Shape annotation entries:
==========

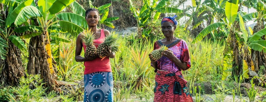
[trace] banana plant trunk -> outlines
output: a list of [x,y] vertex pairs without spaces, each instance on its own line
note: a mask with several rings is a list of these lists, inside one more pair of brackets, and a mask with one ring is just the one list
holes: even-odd
[[1,82],[14,86],[18,85],[19,80],[25,74],[22,65],[20,50],[10,40],[8,41],[7,54],[5,60],[0,62],[2,70],[0,74]]
[[51,56],[48,55],[49,53],[51,54],[50,49],[49,53],[47,51],[49,50],[45,48],[47,44],[49,44],[46,39],[47,33],[45,31],[43,34],[31,39],[27,72],[29,74],[40,75],[41,78],[46,83],[44,87],[48,88],[49,91],[60,91],[61,90],[56,81],[56,74],[51,65]]
[[242,53],[242,48],[238,45],[236,38],[235,35],[238,34],[234,33],[233,31],[230,31],[232,40],[230,44],[230,47],[233,50],[232,70],[231,76],[232,78],[234,78],[234,76],[235,75],[239,77],[241,74],[242,70],[243,54]]
[[[264,25],[263,23],[258,22],[253,28],[253,34],[264,28]],[[264,35],[261,37],[261,38],[263,40],[265,40],[265,36]],[[260,52],[252,49],[251,52],[251,58],[254,63],[255,71],[257,73],[260,69],[261,66],[266,67],[266,53],[264,53],[263,51]],[[264,72],[263,74],[266,74],[266,70],[264,70],[262,71]]]

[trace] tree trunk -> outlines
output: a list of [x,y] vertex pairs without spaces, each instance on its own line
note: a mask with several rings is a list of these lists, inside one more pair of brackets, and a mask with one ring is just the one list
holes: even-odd
[[16,85],[19,78],[24,76],[25,71],[22,66],[20,50],[10,40],[8,41],[7,56],[5,61],[1,61],[2,69],[0,74],[1,82],[9,85]]
[[45,50],[45,45],[48,42],[45,38],[46,35],[41,35],[31,38],[29,47],[29,61],[27,67],[29,74],[40,74],[44,79],[44,87],[48,90],[60,91],[56,83],[56,74],[53,69],[51,71],[47,59],[49,56]]
[[232,64],[231,76],[234,78],[234,75],[240,76],[241,74],[242,68],[243,54],[242,48],[238,45],[235,37],[236,34],[233,33],[233,31],[230,31],[232,34],[231,36],[232,41],[230,44],[230,46],[233,50],[233,63]]

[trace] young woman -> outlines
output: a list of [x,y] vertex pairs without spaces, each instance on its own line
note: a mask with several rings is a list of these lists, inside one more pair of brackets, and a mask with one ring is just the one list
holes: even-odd
[[165,37],[154,43],[153,50],[163,45],[168,49],[157,61],[149,57],[156,72],[154,89],[154,102],[193,102],[181,70],[190,67],[188,49],[185,42],[174,36],[176,28],[176,15],[165,17],[161,22],[161,31]]
[[[109,31],[97,28],[99,20],[99,10],[90,8],[86,12],[85,19],[89,29],[95,36],[94,45],[97,48],[103,42],[104,38],[110,34]],[[114,53],[110,47],[104,49],[106,57],[101,58],[94,53],[91,56],[80,56],[82,47],[86,52],[86,46],[81,42],[80,34],[77,38],[75,59],[78,62],[84,62],[84,102],[113,102],[113,78],[109,58],[113,58]],[[89,55],[90,55],[90,53]],[[85,55],[86,54],[85,54]]]

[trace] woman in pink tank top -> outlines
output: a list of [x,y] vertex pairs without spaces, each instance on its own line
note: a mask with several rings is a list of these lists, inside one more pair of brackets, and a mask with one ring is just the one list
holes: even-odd
[[[89,28],[94,32],[96,38],[93,41],[96,48],[110,34],[107,30],[97,28],[99,14],[98,9],[90,8],[86,11],[85,17]],[[102,59],[96,53],[91,56],[82,57],[80,53],[82,47],[85,53],[91,53],[86,52],[86,46],[80,39],[82,37],[80,34],[77,38],[75,59],[78,62],[84,62],[85,66],[84,101],[113,102],[113,75],[109,58],[114,58],[115,54],[111,52],[110,47],[104,49],[106,57]]]

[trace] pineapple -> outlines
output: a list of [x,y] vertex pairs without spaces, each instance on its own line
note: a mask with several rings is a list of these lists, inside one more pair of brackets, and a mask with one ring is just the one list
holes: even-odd
[[105,38],[103,42],[100,44],[97,48],[96,52],[99,57],[102,58],[105,57],[102,51],[104,52],[103,49],[106,49],[107,47],[111,47],[111,51],[112,52],[115,53],[118,51],[119,44],[117,43],[117,36],[114,32]]
[[152,56],[152,58],[155,59],[155,60],[158,60],[160,59],[163,56],[162,52],[163,51],[167,50],[167,48],[166,46],[163,46],[160,48],[159,49],[153,51],[151,53],[151,56]]
[[[83,31],[80,33],[82,37],[80,37],[81,41],[86,45],[86,51],[85,54],[87,56],[91,56],[94,54],[96,54],[96,47],[93,44],[93,40],[95,39],[95,36],[92,34],[93,32],[91,31],[91,29],[87,29],[87,31]],[[87,53],[91,52],[90,54]]]

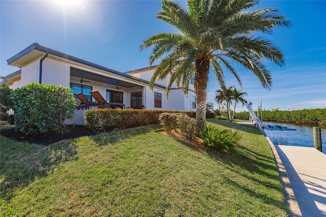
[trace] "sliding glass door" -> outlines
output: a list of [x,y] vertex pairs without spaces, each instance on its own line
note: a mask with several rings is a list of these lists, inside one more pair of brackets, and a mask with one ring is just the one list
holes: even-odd
[[130,107],[132,108],[141,109],[142,99],[142,91],[130,93]]

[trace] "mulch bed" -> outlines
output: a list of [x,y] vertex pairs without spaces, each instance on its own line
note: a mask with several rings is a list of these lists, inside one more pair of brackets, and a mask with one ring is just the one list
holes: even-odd
[[1,135],[12,139],[17,142],[34,143],[43,146],[47,146],[62,140],[74,139],[86,135],[96,135],[96,132],[91,130],[85,126],[68,125],[63,132],[48,132],[38,135],[25,135],[24,133],[14,128],[2,130]]

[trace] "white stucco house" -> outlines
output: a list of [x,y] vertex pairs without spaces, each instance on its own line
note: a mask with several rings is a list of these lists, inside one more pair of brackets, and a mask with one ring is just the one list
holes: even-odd
[[[123,103],[124,107],[196,111],[193,82],[188,95],[172,86],[166,96],[168,79],[157,82],[151,91],[149,80],[155,67],[121,72],[34,43],[7,60],[8,65],[20,69],[3,78],[1,83],[15,89],[32,82],[64,85],[74,93],[83,93],[95,101],[90,91],[98,90],[107,102]],[[77,104],[79,104],[76,99]],[[67,124],[85,124],[85,110],[75,111]]]

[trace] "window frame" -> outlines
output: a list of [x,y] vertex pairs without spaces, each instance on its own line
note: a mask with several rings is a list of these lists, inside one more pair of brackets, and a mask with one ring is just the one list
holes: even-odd
[[[85,96],[85,97],[86,98],[86,99],[87,99],[90,102],[92,102],[93,100],[92,100],[93,99],[93,97],[92,97],[92,94],[91,94],[90,93],[88,93],[88,94],[85,94],[84,93],[84,87],[89,87],[91,88],[91,90],[90,91],[92,91],[93,90],[93,86],[91,86],[90,85],[83,85],[82,84],[78,84],[78,83],[74,83],[73,82],[70,82],[70,84],[69,84],[69,88],[72,90],[72,93],[73,93],[73,97],[75,97],[75,98],[77,98],[77,96],[76,96],[76,94],[75,94],[75,93],[80,93],[79,92],[78,92],[78,93],[74,93],[73,92],[73,89],[72,88],[72,86],[73,85],[80,85],[81,86],[81,88],[82,88],[82,92],[81,93],[83,93],[83,94]],[[89,90],[89,89],[88,89]]]
[[[159,99],[158,98],[159,97]],[[154,92],[154,107],[162,108],[162,94],[160,93]]]
[[192,100],[192,104],[193,104],[193,108],[196,108],[196,96],[193,96],[193,100]]

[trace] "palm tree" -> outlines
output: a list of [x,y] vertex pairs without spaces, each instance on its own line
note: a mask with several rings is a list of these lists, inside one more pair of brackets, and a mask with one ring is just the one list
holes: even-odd
[[232,104],[232,100],[233,98],[233,89],[235,88],[234,86],[230,86],[226,89],[225,87],[222,90],[218,90],[215,92],[215,101],[219,103],[223,103],[225,102],[228,111],[228,120],[230,121],[231,119],[230,106]]
[[195,74],[196,119],[200,129],[206,126],[210,66],[221,88],[225,86],[224,67],[242,85],[232,66],[236,63],[252,71],[262,86],[269,89],[271,78],[264,58],[280,66],[284,63],[282,52],[271,41],[254,37],[253,34],[271,34],[273,29],[289,26],[290,22],[274,9],[248,11],[258,4],[256,0],[188,0],[187,11],[176,2],[162,0],[162,11],[157,13],[157,18],[179,32],[158,33],[140,46],[141,50],[153,47],[149,57],[150,67],[160,60],[150,82],[152,90],[156,79],[170,75],[167,95],[173,83],[177,87],[181,86],[187,95],[190,79]]
[[236,104],[240,102],[242,103],[242,106],[244,105],[248,102],[243,98],[244,95],[247,95],[247,93],[241,90],[237,90],[235,88],[234,88],[232,91],[232,100],[234,100],[234,107],[233,108],[233,113],[232,114],[232,118],[231,118],[231,121],[234,119],[234,115],[235,114],[235,105]]

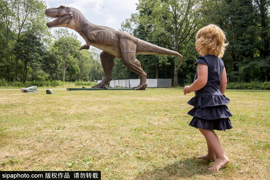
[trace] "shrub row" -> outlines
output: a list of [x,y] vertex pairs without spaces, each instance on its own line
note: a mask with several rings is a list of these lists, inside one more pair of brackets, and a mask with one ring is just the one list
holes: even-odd
[[251,81],[249,82],[229,82],[227,88],[230,89],[270,90],[270,81],[263,82]]
[[96,85],[96,82],[89,82],[83,81],[80,80],[76,81],[75,82],[63,82],[62,81],[26,81],[25,84],[23,84],[22,82],[20,81],[11,82],[8,83],[4,80],[0,79],[0,87],[10,87],[12,88],[20,88],[28,87],[33,86],[36,86],[38,87],[57,87],[59,86],[66,86],[72,85],[75,84],[76,86],[92,86]]
[[[96,82],[90,82],[83,81],[76,81],[74,82],[65,82],[62,81],[27,81],[25,84],[21,82],[17,81],[8,83],[4,80],[0,79],[0,87],[11,87],[16,88],[29,87],[36,86],[38,87],[57,87],[65,86],[75,84],[75,86],[92,86],[96,85]],[[229,82],[227,85],[227,88],[230,89],[257,89],[270,90],[270,81],[264,82],[251,81],[249,82]]]

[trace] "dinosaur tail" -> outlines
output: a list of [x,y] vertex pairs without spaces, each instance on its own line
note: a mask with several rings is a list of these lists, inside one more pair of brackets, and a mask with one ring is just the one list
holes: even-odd
[[160,47],[142,40],[138,41],[137,46],[136,55],[139,54],[167,55],[180,58],[180,64],[175,70],[179,68],[183,62],[183,56],[178,52]]

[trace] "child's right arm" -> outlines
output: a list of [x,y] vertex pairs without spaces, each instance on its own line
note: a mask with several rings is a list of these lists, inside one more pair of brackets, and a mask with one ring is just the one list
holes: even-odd
[[207,82],[208,66],[204,64],[198,63],[197,70],[198,78],[191,85],[185,86],[184,93],[185,95],[188,93],[200,89],[205,86]]
[[222,74],[220,77],[220,84],[219,85],[219,88],[220,91],[223,94],[224,94],[226,90],[226,87],[227,86],[227,75],[226,74],[226,70],[225,68],[223,68]]

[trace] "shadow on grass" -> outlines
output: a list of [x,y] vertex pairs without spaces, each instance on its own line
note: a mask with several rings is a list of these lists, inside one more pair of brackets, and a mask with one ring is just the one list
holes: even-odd
[[135,179],[173,180],[179,178],[193,179],[198,175],[211,174],[207,168],[210,167],[211,163],[208,161],[198,159],[195,157],[182,159],[162,167],[149,167],[152,169],[142,172]]

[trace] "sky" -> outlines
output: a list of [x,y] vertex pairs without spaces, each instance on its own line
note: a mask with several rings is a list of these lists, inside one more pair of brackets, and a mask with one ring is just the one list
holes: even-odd
[[[86,19],[93,24],[107,26],[118,30],[121,23],[131,15],[136,12],[138,0],[45,0],[47,8],[61,5],[74,8],[80,11]],[[52,33],[58,28],[51,28]],[[68,28],[78,37],[82,45],[85,41],[78,33]]]

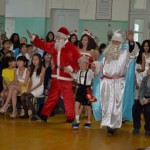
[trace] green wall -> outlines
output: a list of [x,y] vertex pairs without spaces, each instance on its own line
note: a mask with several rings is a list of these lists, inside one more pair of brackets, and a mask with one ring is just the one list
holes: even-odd
[[[79,20],[79,38],[81,37],[84,29],[90,30],[97,36],[100,42],[107,42],[107,29],[108,24],[111,24],[113,29],[128,29],[127,21],[108,21],[108,20]],[[22,36],[26,36],[26,29],[29,29],[35,34],[45,38],[47,32],[50,30],[49,18],[16,18],[15,31]]]
[[5,16],[0,16],[0,32],[5,31]]

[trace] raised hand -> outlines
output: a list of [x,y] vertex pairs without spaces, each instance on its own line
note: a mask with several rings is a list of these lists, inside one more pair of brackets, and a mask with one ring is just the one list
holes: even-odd
[[33,34],[27,29],[26,30],[27,31],[27,34],[28,34],[28,36],[30,37],[30,39],[33,37]]

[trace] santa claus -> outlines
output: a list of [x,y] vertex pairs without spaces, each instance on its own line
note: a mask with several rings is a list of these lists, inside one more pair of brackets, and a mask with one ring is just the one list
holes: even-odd
[[46,43],[33,35],[29,31],[28,35],[33,43],[40,49],[52,54],[54,68],[52,71],[52,81],[49,96],[45,102],[40,118],[47,121],[47,118],[55,107],[60,94],[63,96],[67,123],[74,120],[74,96],[72,91],[72,77],[70,73],[78,69],[78,59],[80,53],[78,49],[68,42],[69,31],[61,27],[56,35],[56,42]]

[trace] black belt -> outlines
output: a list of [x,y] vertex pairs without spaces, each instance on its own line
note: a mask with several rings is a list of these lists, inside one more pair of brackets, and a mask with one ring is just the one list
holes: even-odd
[[64,66],[57,66],[57,65],[56,65],[55,68],[56,68],[56,69],[64,69],[65,67],[64,67]]

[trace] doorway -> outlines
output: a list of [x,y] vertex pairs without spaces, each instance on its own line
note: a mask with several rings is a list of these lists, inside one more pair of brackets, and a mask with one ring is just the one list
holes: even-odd
[[79,9],[51,9],[51,31],[56,34],[62,26],[67,27],[69,31],[78,31],[79,15]]

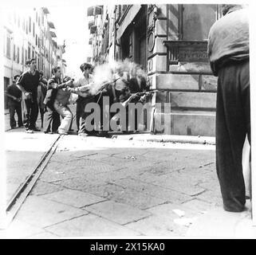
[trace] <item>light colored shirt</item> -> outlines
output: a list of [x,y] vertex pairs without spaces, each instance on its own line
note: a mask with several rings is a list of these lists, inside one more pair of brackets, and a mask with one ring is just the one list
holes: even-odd
[[223,57],[242,60],[249,57],[249,22],[246,9],[227,13],[211,28],[208,57],[215,73],[215,63]]
[[81,92],[84,90],[88,90],[89,88],[91,90],[91,87],[93,82],[93,76],[89,74],[89,78],[85,78],[85,76],[78,79],[76,82],[74,82],[74,87],[79,87],[80,88],[80,92],[78,92],[78,95],[82,97],[87,97],[89,96],[89,93],[83,93]]
[[[118,73],[114,74],[114,80],[120,78],[115,82],[115,88],[116,90],[122,90],[126,87],[126,83],[128,81],[128,73],[126,72],[124,72],[124,75],[120,76]],[[124,81],[125,80],[125,81]]]

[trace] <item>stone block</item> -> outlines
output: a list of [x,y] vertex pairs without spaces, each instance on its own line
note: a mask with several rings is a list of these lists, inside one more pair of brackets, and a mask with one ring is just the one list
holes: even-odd
[[211,69],[208,63],[204,62],[179,62],[179,65],[170,65],[170,72],[183,72],[183,73],[205,73],[211,74]]
[[168,40],[179,40],[179,10],[178,5],[167,5],[167,37]]
[[157,19],[156,21],[155,33],[156,35],[167,35],[167,20]]
[[171,107],[215,108],[216,93],[171,92]]
[[167,18],[167,5],[157,5],[157,8],[159,8],[158,18]]
[[85,207],[89,212],[124,225],[151,215],[149,213],[122,203],[106,201]]
[[199,75],[161,73],[156,76],[157,89],[199,90]]
[[156,55],[148,60],[148,73],[166,72],[167,56]]
[[105,199],[94,194],[79,190],[64,190],[41,196],[43,198],[55,201],[74,207],[83,207]]
[[202,90],[217,90],[218,77],[213,75],[202,75],[201,87]]
[[140,233],[100,217],[88,214],[46,228],[60,237],[137,236]]
[[214,112],[172,113],[172,135],[215,135],[215,115]]

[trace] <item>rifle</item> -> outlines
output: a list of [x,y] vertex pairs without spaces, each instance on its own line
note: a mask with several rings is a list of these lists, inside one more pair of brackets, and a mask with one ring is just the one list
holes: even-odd
[[[126,101],[121,103],[121,104],[122,104],[124,107],[126,107],[126,106],[132,101],[132,100],[134,99],[134,98],[136,98],[136,97],[140,97],[140,100],[138,100],[138,101],[140,101],[142,96],[150,96],[150,95],[154,94],[155,92],[158,92],[157,89],[154,89],[154,90],[150,90],[150,91],[145,91],[145,92],[143,92],[132,93],[132,94],[129,96],[129,98],[128,98]],[[141,101],[141,100],[140,100],[140,101]],[[141,102],[142,102],[142,101],[141,101]]]
[[98,92],[96,93],[96,95],[98,95],[99,93],[102,92],[103,89],[108,84],[111,84],[112,83],[115,83],[116,80],[118,80],[119,79],[120,79],[121,77],[119,77],[117,79],[114,79],[114,80],[112,80],[110,81],[106,81],[104,83],[103,83],[101,85],[100,85],[100,88],[98,89]]

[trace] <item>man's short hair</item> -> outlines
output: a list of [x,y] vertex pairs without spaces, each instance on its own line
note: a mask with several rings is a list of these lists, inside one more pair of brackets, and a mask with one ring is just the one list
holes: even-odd
[[227,5],[227,4],[223,4],[222,5],[222,13],[223,15],[225,16],[230,9],[234,9],[234,10],[239,10],[239,9],[242,9],[242,5]]
[[13,80],[16,80],[17,78],[18,78],[19,76],[20,76],[20,75],[18,75],[18,74],[14,75],[14,78],[13,78]]
[[35,58],[30,58],[30,59],[28,59],[26,61],[26,65],[30,65],[32,63],[32,61],[35,61],[36,59]]
[[84,72],[86,69],[90,69],[92,68],[92,65],[91,64],[88,64],[88,63],[84,63],[80,66],[80,69]]
[[53,74],[56,73],[58,69],[61,69],[61,67],[60,67],[60,66],[54,66],[54,67],[52,69],[52,73],[53,73]]

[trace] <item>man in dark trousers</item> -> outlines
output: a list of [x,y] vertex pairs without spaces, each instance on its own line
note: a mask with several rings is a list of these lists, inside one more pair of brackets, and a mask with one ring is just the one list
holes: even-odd
[[18,126],[22,127],[22,92],[17,88],[16,82],[19,75],[15,75],[13,79],[13,84],[7,87],[6,95],[8,96],[8,108],[10,113],[10,128],[16,128],[16,120],[14,118],[15,112],[18,116]]
[[36,127],[36,121],[38,115],[37,104],[37,87],[39,84],[39,72],[36,69],[35,59],[26,61],[26,65],[29,70],[23,73],[17,82],[18,88],[24,94],[26,118],[24,125],[26,132],[40,131]]
[[223,5],[223,17],[211,28],[208,56],[218,76],[216,167],[224,210],[245,209],[242,147],[250,143],[248,12]]

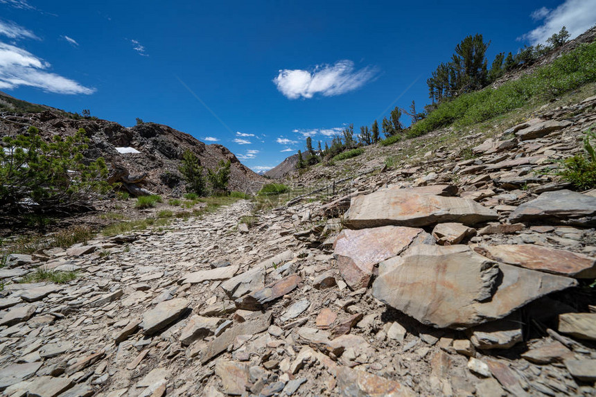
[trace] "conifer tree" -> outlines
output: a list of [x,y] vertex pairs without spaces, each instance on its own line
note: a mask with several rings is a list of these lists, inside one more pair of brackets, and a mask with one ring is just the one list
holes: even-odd
[[372,127],[371,127],[371,131],[372,132],[371,140],[373,143],[376,143],[378,142],[378,123],[375,120],[374,123],[373,123]]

==========

Show each line of the items above that contains the word "trunk".

# ANSWER TO THE PROBLEM
[trace] banana plant trunk -> outlines
[trace] tree trunk -> outlines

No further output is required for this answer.